# 2011 life like



## ho3taz (Jan 31, 2004)

just updated on walthers site classic 57 chevy nomad set and new twin pack mustang and camaro stock cars all of the hendrick cars:thumbsup::woohoo:


----------



## RACERMAN (Nov 1, 2007)

*Lifelike*

Do you have a link?
gary


----------



## wheelszk (Jul 8, 2006)

I just checked, looks the same to me. No 57 chevy.


----------



## woodcote (Mar 24, 2009)

No pics, so we'll have to wait to see if the wings have gone and spoilers are back 

Shame it's just the Hendrick cars, just a couple of years ago the COTs launched with three Toyotas, two Dodges, two Fords and the Hendrick Chevys.

Maybe more to come in 2012?


----------



## NTxSlotCars (May 27, 2008)

Maybe they will show up at Hobby Lobby.


----------



## docsho (Nov 13, 2004)

There are two links


http://www.walthers.com/exec/newproducts/ni/201107/Roadracing
http://www.walthers.com/exec/newproducts/ni/201106/Roadracing

Enjoy


----------



## Grandcheapskate (Jan 5, 2006)

Oh boy!!!! Don't tell me I can get another #5, #24, #48 and #88. I understand they must have a license agreement with Hendriks, but come on! I cannot believe they do not do something different. How often can they keep going back to the same well before it runs dry? Even some generic paint schemes would be interesting.

I'm still collecting Lifelike, but they are making it real hard to get interested in buying the same cars year after year.

Joe


----------



## 1976Cordoba (Sep 20, 2000)




----------



## chopchange (Oct 25, 2010)

The fact people collect cars has to be a major reason they keep doing the same ones.

The GoDaddy car is not one they have done many times before, and the AARP one not at all as far as I am aware, so I think you are being a bit harsh.

That is not to say some better handling bods and different schemes would not be welcome over here.


----------



## jobobvideo (Jan 8, 2010)

not many new tampo NASCAR BODIES around...wish more availible...don't care much for generic schemes...guess just strip/paint duplicates until better selection...also wish life like had more track selections since that's what I've already got and very little $$ for whole new track...just wishing


----------



## NTxSlotCars (May 27, 2008)

Still no pics? This is worse than a real nascar race.


----------



## tomhocars (Oct 19, 2005)

They probably dont know what they will look like yet.They are scheduled for release at the end of Jun.


----------



## docsho (Nov 13, 2004)

Pics of the box art is up at Walthers, Camaros, Nomads, and the spliters and rear wings are gone on the Nascar cars. No pics of the cars as of yet just the sets.

http://www.walthers.com/exec/productinfo/433-9452
http://www.walthers.com/exec/productinfo/433-9616
http://www.walthers.com/exec/productinfo/433-9618
http://www.walthers.com/exec/productinfo/433-9680


----------

Data section.
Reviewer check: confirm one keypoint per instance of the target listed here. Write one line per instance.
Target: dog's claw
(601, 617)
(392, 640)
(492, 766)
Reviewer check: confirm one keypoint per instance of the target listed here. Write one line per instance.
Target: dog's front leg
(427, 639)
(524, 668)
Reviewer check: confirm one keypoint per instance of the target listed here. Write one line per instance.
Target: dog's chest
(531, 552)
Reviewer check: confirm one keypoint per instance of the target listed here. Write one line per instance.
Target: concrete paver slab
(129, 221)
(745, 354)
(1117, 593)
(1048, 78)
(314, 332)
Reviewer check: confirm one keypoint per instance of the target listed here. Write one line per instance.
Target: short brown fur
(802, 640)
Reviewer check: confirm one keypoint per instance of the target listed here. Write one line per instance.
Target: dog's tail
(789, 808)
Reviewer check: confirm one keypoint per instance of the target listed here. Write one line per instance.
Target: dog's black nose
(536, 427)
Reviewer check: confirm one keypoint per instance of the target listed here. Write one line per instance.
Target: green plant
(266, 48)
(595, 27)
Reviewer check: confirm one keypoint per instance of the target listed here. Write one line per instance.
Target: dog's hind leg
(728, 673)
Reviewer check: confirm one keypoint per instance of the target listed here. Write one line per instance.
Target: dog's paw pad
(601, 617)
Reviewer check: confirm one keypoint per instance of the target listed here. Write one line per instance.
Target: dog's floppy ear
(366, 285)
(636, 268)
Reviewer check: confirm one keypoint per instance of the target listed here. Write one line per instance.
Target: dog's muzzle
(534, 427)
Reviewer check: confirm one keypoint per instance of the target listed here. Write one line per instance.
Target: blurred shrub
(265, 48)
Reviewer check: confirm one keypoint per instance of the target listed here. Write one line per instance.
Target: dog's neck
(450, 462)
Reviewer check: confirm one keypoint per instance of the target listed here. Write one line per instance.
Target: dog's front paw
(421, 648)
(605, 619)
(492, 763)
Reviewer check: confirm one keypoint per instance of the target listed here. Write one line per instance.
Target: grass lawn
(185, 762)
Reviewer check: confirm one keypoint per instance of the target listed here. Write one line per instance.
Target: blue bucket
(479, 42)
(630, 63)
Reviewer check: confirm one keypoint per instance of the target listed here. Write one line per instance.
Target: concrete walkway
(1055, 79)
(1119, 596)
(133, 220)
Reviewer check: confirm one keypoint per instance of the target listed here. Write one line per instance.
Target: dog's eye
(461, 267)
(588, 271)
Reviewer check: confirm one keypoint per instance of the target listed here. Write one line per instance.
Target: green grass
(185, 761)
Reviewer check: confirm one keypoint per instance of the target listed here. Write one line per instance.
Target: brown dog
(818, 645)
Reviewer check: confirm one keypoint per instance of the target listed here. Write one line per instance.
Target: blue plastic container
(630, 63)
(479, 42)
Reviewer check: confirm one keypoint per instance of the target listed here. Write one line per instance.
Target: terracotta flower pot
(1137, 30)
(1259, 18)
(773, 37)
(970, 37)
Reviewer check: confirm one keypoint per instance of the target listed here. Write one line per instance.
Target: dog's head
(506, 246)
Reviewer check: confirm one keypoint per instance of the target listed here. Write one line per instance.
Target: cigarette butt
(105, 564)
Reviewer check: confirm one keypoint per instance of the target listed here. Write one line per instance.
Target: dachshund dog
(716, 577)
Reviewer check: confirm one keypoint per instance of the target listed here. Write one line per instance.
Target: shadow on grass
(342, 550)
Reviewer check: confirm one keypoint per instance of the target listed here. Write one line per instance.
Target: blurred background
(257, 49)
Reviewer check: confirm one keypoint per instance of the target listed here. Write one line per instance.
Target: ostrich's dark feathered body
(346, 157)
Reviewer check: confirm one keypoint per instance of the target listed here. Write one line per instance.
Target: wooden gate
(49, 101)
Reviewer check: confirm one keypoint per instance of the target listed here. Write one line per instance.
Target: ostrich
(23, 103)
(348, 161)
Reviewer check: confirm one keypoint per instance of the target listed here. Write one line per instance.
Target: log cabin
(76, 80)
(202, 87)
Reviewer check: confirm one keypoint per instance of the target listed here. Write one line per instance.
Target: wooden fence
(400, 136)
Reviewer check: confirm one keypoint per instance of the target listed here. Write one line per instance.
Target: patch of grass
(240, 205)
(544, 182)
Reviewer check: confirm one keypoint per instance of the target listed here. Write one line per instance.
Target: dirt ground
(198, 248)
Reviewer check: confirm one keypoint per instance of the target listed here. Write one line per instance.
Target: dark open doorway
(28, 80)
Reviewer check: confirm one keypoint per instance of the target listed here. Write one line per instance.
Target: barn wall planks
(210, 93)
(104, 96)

Your task. Write out the passage of the Life-Like forum thread starting with "The fact people" and going on through "(Jan 8, 2010)", word for word. The records have no connection to the Life-Like forum thread.

Task result.
The fact people collect cars has to be a major reason they keep doing the same ones.

The GoDaddy car is not one they have done many times before, and the AARP one not at all as far as I am aware, so I think you are being a bit harsh.

That is not to say some better handling bods and different schemes would not be welcome over here.


----------



## jobobvideo (Jan 8, 2010)